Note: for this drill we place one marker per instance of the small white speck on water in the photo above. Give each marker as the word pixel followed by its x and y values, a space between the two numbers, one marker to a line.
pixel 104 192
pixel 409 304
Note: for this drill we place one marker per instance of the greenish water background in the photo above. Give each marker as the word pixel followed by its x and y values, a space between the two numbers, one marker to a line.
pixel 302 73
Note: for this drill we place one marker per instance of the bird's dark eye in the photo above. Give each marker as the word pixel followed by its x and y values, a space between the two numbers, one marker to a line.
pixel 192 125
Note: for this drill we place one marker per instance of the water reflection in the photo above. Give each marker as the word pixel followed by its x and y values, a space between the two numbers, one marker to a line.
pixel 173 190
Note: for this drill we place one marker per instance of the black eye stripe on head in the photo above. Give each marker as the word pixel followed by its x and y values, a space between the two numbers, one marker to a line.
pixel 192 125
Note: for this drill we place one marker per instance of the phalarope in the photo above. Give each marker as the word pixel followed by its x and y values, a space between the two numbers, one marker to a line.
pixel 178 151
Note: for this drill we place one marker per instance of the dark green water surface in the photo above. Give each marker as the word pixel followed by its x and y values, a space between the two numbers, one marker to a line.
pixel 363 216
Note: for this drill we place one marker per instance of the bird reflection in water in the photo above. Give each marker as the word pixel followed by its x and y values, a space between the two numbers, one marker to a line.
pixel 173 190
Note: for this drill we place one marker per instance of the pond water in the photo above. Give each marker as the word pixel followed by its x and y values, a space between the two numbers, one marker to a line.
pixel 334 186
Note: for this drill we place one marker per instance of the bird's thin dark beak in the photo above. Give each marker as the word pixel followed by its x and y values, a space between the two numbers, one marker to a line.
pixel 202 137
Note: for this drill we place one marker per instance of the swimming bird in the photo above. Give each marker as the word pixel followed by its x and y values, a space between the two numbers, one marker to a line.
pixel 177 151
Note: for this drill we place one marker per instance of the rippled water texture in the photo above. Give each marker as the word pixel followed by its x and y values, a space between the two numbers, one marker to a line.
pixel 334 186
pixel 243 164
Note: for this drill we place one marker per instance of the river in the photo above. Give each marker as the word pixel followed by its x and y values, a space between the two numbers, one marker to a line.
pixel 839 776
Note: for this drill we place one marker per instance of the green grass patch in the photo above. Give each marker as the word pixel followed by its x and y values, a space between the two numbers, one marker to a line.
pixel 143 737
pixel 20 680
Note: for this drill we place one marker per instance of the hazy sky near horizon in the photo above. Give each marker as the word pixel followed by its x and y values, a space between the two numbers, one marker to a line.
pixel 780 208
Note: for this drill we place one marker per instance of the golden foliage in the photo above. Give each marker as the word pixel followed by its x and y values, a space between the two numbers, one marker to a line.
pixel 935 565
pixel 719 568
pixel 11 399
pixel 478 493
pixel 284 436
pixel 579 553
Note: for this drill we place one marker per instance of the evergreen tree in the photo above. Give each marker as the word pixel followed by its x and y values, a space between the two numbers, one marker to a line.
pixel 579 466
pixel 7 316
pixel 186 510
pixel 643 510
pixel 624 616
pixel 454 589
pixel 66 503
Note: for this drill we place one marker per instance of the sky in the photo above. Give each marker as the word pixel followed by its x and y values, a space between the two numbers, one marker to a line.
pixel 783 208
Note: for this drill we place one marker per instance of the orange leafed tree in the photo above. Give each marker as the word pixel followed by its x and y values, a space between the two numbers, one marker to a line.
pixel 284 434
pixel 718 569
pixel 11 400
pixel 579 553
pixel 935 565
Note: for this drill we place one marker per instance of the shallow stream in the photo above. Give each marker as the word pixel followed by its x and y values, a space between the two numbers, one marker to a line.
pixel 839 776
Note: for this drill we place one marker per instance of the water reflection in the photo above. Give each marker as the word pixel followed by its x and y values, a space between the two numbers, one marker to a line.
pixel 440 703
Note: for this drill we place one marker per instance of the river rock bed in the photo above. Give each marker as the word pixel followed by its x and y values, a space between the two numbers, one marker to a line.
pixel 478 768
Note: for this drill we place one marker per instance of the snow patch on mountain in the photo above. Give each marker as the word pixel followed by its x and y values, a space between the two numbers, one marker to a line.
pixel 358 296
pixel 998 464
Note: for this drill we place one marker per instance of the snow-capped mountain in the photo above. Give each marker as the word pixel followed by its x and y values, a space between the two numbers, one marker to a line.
----------
## [Task details]
Print only the lines running from the one with "the river rock" to the final line of the data above, each exactly as it appears.

## [Solution to this exercise]
Note: for this drill we place one marker per instance of the river rock bed in the photo above. Give each marker as the word pixel followed by its x and y values, a space between the two numbers, one marker to a line.
pixel 478 768
Note: for this drill we place one marker per instance of the snow patch on mountain in the photo above. Give each marker as the word pixel followed by its x and y values, a space between the two numbers, one marker to a line.
pixel 358 296
pixel 998 464
Note: for this drill we place one marker per instance of the snow-capped mountain in the photo above. Give each marker as the word pixel followed by its x and y values, a space between the two numbers, one marker to a line.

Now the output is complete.